Referring expression grounding data:
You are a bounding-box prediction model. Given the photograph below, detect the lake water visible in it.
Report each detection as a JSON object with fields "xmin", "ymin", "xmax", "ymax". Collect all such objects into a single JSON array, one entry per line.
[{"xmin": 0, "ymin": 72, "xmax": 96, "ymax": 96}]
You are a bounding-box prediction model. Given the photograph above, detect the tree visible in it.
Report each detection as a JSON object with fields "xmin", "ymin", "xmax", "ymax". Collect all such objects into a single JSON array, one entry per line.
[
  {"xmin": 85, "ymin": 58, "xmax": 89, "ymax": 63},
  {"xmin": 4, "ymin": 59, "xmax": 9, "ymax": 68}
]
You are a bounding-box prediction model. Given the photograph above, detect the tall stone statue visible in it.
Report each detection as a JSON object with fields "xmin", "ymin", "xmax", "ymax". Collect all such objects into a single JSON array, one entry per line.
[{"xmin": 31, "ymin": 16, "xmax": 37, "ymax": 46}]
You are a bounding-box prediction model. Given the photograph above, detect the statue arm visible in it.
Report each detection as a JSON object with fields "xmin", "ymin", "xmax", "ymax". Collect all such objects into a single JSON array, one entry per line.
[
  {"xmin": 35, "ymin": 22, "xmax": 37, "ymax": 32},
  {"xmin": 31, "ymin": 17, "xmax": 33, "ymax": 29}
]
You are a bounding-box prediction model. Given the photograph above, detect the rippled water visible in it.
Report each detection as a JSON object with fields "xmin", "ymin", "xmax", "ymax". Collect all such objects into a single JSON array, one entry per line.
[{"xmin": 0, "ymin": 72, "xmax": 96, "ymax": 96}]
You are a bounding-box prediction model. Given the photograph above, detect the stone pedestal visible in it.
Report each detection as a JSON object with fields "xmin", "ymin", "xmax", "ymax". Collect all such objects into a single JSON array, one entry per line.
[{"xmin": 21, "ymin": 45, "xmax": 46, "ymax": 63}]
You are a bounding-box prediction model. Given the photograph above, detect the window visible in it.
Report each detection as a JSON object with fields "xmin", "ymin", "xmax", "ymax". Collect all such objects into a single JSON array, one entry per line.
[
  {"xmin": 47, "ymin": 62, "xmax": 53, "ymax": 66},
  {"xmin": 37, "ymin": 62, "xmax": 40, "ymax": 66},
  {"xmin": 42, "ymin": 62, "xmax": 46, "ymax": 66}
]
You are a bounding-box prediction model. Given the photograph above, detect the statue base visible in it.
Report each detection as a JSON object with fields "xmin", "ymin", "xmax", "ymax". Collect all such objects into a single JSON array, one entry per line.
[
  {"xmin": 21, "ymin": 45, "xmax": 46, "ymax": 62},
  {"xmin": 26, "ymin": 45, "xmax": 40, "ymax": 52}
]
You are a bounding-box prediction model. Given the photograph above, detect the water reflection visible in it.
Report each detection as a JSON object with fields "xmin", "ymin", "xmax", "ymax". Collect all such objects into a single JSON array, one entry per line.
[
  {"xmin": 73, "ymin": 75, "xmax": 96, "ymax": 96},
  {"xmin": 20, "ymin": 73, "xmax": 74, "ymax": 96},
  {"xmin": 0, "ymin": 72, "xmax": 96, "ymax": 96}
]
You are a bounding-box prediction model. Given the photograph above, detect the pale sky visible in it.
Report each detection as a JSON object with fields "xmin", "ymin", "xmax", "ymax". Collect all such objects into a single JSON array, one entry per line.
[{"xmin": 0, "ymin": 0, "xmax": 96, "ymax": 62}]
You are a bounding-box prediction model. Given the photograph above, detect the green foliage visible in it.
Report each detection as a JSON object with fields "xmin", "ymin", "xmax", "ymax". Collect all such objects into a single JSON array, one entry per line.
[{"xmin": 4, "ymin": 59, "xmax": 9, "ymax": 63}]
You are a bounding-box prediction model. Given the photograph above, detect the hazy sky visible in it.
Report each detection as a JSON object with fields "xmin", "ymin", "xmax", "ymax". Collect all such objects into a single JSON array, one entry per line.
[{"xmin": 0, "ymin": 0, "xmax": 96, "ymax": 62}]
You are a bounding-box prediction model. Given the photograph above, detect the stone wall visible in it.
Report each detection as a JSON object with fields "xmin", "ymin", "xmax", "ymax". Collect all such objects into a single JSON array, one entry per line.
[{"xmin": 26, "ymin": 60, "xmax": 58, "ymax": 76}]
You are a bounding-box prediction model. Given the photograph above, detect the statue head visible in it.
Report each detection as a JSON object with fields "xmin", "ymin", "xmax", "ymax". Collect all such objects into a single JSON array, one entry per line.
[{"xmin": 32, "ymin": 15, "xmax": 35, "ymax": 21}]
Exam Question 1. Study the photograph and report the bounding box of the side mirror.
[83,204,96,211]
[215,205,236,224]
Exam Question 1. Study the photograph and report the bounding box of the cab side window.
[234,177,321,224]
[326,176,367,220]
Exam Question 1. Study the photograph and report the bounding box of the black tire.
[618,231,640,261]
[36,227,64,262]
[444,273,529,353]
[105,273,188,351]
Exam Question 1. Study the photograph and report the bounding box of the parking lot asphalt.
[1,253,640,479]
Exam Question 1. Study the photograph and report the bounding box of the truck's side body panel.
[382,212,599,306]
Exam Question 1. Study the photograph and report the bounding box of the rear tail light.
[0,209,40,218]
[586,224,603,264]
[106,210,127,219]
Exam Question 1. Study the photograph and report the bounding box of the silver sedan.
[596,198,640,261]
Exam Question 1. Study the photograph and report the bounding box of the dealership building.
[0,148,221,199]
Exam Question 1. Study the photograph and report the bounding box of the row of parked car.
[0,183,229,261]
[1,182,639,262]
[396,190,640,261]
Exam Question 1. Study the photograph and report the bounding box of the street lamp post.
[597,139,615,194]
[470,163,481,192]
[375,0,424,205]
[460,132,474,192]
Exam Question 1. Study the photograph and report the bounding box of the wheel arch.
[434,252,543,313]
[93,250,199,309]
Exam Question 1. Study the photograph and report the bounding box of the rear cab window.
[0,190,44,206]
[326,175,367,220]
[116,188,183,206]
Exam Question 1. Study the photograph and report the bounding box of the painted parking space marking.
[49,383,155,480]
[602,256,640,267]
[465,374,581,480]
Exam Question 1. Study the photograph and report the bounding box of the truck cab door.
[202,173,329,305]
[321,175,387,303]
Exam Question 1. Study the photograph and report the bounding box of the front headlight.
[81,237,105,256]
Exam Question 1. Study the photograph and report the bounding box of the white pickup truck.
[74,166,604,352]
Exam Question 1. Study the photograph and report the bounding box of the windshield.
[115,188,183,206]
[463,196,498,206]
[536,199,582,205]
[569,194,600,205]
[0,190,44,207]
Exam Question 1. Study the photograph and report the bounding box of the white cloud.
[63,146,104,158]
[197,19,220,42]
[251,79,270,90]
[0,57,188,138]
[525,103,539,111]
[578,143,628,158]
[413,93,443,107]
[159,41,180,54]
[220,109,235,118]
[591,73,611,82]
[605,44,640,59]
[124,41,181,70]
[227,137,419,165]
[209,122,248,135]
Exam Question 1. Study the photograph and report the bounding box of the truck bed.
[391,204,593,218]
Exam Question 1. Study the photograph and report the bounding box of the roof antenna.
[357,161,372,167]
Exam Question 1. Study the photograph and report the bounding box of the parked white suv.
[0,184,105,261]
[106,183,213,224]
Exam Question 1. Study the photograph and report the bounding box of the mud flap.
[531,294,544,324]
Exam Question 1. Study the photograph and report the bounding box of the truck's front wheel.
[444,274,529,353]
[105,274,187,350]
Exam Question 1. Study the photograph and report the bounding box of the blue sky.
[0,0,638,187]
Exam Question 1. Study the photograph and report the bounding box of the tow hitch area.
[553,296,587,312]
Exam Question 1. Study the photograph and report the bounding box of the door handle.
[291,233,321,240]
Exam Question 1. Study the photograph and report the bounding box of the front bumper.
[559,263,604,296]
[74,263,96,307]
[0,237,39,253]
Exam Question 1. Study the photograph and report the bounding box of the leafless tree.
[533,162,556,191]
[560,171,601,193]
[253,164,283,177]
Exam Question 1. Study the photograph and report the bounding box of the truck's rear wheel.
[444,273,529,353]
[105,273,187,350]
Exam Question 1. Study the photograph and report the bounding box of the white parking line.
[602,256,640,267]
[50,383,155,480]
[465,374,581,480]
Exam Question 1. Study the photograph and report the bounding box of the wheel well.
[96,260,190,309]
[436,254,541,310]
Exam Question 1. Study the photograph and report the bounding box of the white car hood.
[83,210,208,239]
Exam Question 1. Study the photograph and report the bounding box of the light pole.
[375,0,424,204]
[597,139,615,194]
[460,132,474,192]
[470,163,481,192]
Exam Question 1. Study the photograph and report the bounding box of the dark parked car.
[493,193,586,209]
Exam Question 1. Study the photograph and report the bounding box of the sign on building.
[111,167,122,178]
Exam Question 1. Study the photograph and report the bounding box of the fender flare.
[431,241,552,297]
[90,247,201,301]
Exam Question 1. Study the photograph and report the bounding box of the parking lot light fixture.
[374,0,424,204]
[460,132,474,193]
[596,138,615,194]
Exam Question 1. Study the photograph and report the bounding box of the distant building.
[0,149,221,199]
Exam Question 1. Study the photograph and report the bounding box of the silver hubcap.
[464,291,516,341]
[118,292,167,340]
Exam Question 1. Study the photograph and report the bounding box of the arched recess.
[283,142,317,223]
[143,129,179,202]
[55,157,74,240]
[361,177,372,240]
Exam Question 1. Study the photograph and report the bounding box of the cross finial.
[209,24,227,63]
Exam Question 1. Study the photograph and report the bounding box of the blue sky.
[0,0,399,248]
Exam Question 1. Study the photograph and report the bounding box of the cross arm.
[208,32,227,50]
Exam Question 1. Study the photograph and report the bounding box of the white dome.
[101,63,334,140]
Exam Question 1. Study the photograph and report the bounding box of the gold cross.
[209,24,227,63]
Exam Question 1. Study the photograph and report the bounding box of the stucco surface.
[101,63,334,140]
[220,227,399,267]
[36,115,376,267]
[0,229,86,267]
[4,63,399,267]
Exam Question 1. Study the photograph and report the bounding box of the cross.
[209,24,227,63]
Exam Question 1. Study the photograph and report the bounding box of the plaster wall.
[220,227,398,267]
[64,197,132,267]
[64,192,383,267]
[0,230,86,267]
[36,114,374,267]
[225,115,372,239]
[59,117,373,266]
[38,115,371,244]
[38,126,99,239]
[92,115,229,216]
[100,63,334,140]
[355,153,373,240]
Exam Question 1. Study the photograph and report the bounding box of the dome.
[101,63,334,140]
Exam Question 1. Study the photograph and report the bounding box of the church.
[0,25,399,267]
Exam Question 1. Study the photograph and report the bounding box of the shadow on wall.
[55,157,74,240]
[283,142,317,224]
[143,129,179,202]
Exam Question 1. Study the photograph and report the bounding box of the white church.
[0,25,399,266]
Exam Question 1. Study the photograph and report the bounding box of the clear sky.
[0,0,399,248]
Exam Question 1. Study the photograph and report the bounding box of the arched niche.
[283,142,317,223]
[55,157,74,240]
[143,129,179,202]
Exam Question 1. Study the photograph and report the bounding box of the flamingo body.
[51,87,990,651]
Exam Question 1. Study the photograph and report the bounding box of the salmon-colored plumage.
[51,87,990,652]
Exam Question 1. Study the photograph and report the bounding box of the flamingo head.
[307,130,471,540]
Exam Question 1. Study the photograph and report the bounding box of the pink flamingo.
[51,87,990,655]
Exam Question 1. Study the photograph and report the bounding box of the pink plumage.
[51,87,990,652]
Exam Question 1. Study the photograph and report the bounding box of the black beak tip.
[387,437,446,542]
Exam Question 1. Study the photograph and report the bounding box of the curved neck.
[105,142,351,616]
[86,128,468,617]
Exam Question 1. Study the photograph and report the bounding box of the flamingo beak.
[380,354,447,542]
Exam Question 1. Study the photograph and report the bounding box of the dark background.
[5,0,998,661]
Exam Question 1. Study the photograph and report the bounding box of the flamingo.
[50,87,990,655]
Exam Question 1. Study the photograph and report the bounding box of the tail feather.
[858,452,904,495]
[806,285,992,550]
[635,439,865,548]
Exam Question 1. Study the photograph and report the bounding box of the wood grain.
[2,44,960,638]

The problem
Your response should be the lines of the entries above that include the string "water".

Answer section
You are a bounding-box prediction model. Given the photograph below, detect the lake water visible in it.
You are a bounding-box prediction model. Given the photograph above, detect the rippled water visible in it.
You are a bounding-box prediction model. Given the photograph above, detect the water reflection visible in it.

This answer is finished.